Selected extract
# # # # # # #

A little background story on this post.  I was speaking to a few friends the other day about volunteering to teach a practical computing class in secondary school or even offering internships.  The feedback from the friends (all who were teachers) is that they really don’t offer that today. Apparently, at least in Texas, the barriers to entry is a bit overcoming.  It’s clearly an underdeveloped program.  We can do better and let me tell you why.

When I was in grade school my mom actually volunteered to teach a Basic class.  No kidding.  She taught the class to a bunch of 4th graders (if I remember right).  I was fascinated.  I grew up with a mother who was an AS400 programmer.  I distinctly remember during her college years playing with her ‘punch cards’.  Now that I have kids who type on my keyboard when I’m not present I have a new appreciation for KID (Kid Induced Defect).  It’s no wonder she has a full head of white hair (sorry mom).  We always had technology in the house, always.

# # # # # # #

Data provided
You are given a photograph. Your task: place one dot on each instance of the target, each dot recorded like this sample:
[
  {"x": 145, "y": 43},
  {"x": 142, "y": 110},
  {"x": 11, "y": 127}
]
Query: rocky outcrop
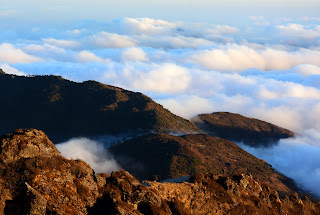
[
  {"x": 239, "y": 128},
  {"x": 237, "y": 194},
  {"x": 162, "y": 156},
  {"x": 64, "y": 109},
  {"x": 36, "y": 183}
]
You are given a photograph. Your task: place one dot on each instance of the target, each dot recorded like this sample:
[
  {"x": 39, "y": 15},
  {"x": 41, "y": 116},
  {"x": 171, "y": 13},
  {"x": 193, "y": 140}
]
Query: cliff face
[
  {"x": 35, "y": 179},
  {"x": 239, "y": 128},
  {"x": 163, "y": 156},
  {"x": 65, "y": 109}
]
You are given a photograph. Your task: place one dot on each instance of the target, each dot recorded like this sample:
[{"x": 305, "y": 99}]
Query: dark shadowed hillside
[
  {"x": 65, "y": 109},
  {"x": 236, "y": 127},
  {"x": 163, "y": 156},
  {"x": 36, "y": 179}
]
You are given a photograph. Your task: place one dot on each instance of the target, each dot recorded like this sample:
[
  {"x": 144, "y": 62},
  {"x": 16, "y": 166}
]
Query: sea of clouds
[{"x": 265, "y": 69}]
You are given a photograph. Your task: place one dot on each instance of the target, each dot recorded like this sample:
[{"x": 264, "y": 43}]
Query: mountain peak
[
  {"x": 65, "y": 109},
  {"x": 236, "y": 127}
]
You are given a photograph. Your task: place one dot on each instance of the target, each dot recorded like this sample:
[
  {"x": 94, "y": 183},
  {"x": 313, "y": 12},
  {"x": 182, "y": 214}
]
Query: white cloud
[
  {"x": 234, "y": 57},
  {"x": 298, "y": 30},
  {"x": 307, "y": 70},
  {"x": 166, "y": 78},
  {"x": 92, "y": 152},
  {"x": 10, "y": 54},
  {"x": 10, "y": 70},
  {"x": 8, "y": 13},
  {"x": 86, "y": 56},
  {"x": 62, "y": 43},
  {"x": 109, "y": 40},
  {"x": 222, "y": 29},
  {"x": 134, "y": 54},
  {"x": 147, "y": 26},
  {"x": 187, "y": 106}
]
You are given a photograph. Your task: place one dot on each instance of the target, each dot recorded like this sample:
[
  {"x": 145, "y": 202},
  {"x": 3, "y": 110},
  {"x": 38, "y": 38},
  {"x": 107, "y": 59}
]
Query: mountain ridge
[
  {"x": 238, "y": 128},
  {"x": 31, "y": 183},
  {"x": 66, "y": 109}
]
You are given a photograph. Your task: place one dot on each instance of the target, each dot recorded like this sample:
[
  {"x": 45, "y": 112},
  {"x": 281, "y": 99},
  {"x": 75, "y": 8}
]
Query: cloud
[
  {"x": 110, "y": 40},
  {"x": 297, "y": 158},
  {"x": 92, "y": 152},
  {"x": 166, "y": 78},
  {"x": 10, "y": 70},
  {"x": 61, "y": 43},
  {"x": 8, "y": 13},
  {"x": 134, "y": 54},
  {"x": 10, "y": 54},
  {"x": 187, "y": 106},
  {"x": 298, "y": 30},
  {"x": 147, "y": 26},
  {"x": 86, "y": 56},
  {"x": 307, "y": 70},
  {"x": 233, "y": 57}
]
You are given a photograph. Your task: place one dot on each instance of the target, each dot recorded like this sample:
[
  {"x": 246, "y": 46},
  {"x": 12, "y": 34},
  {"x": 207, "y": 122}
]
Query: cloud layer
[
  {"x": 267, "y": 69},
  {"x": 92, "y": 152}
]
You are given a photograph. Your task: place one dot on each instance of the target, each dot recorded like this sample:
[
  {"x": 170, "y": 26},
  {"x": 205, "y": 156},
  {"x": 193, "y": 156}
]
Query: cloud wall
[{"x": 267, "y": 69}]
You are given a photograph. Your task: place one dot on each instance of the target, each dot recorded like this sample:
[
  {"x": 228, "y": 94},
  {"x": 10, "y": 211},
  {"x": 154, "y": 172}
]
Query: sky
[{"x": 259, "y": 59}]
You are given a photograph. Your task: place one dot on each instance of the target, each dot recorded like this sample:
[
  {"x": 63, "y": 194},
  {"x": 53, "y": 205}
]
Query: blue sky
[
  {"x": 227, "y": 11},
  {"x": 259, "y": 59}
]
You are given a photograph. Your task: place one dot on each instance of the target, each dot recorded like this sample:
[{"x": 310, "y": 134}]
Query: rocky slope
[
  {"x": 65, "y": 109},
  {"x": 36, "y": 179},
  {"x": 236, "y": 127},
  {"x": 163, "y": 156}
]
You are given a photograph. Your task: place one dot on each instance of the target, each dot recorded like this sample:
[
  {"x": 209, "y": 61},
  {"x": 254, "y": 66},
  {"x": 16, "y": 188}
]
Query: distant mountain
[
  {"x": 36, "y": 179},
  {"x": 65, "y": 109},
  {"x": 163, "y": 156},
  {"x": 236, "y": 127}
]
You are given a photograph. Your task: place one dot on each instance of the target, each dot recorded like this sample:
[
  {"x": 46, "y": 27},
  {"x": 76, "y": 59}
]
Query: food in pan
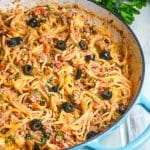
[{"x": 63, "y": 80}]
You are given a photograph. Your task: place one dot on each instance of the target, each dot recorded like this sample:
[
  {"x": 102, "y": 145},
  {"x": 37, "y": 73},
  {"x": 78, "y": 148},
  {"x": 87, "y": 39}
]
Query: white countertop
[{"x": 139, "y": 118}]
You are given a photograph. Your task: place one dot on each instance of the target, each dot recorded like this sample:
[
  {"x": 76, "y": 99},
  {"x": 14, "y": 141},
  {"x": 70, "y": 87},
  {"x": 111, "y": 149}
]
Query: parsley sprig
[{"x": 126, "y": 9}]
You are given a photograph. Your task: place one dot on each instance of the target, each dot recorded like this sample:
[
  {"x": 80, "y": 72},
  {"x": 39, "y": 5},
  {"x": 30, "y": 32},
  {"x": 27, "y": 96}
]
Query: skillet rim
[{"x": 135, "y": 99}]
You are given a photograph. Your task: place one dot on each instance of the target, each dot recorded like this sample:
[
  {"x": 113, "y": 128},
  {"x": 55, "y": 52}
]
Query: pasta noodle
[{"x": 62, "y": 80}]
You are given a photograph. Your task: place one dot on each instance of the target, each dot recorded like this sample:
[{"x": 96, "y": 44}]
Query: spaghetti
[{"x": 62, "y": 80}]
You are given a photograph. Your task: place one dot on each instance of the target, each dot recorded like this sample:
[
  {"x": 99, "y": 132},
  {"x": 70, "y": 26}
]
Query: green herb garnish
[{"x": 126, "y": 9}]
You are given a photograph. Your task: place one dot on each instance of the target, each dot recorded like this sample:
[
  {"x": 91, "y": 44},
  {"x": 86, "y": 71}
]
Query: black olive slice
[
  {"x": 35, "y": 125},
  {"x": 12, "y": 42},
  {"x": 61, "y": 45},
  {"x": 106, "y": 94},
  {"x": 83, "y": 45},
  {"x": 89, "y": 57},
  {"x": 78, "y": 74},
  {"x": 105, "y": 55},
  {"x": 33, "y": 22},
  {"x": 53, "y": 89},
  {"x": 27, "y": 69}
]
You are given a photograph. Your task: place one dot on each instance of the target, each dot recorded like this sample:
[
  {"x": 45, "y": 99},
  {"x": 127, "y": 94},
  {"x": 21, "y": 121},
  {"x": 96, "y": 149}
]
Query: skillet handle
[{"x": 95, "y": 144}]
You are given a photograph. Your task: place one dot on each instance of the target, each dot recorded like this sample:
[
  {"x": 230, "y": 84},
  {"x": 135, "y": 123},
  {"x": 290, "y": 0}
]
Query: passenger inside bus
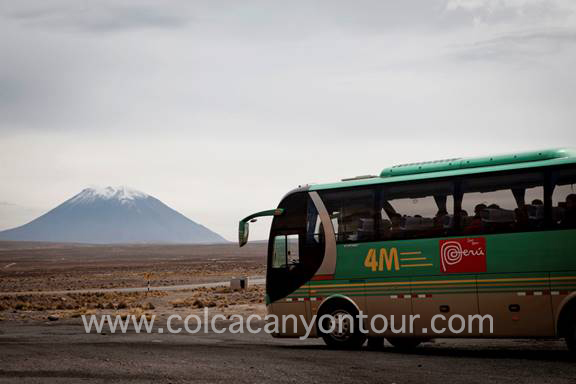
[{"x": 569, "y": 219}]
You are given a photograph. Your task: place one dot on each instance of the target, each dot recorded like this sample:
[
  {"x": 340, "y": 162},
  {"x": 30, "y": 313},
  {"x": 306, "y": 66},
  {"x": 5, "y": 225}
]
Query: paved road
[
  {"x": 61, "y": 352},
  {"x": 251, "y": 281}
]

# # # # # # #

Task instructions
Could you repeat the post about teaching computing between "When I was in" and "the house, always.", inclusive, switching "Basic" to "Pascal"?

Completed task
When I was in grade school my mom actually volunteered to teach a Pascal class.  No kidding.  She taught the class to a bunch of 4th graders (if I remember right).  I was fascinated.  I grew up with a mother who was an AS400 programmer.  I distinctly remember during her college years playing with her ‘punch cards’.  Now that I have kids who type on my keyboard when I’m not present I have a new appreciation for KID (Kid Induced Defect).  It’s no wonder she has a full head of white hair (sorry mom).  We always had technology in the house, always.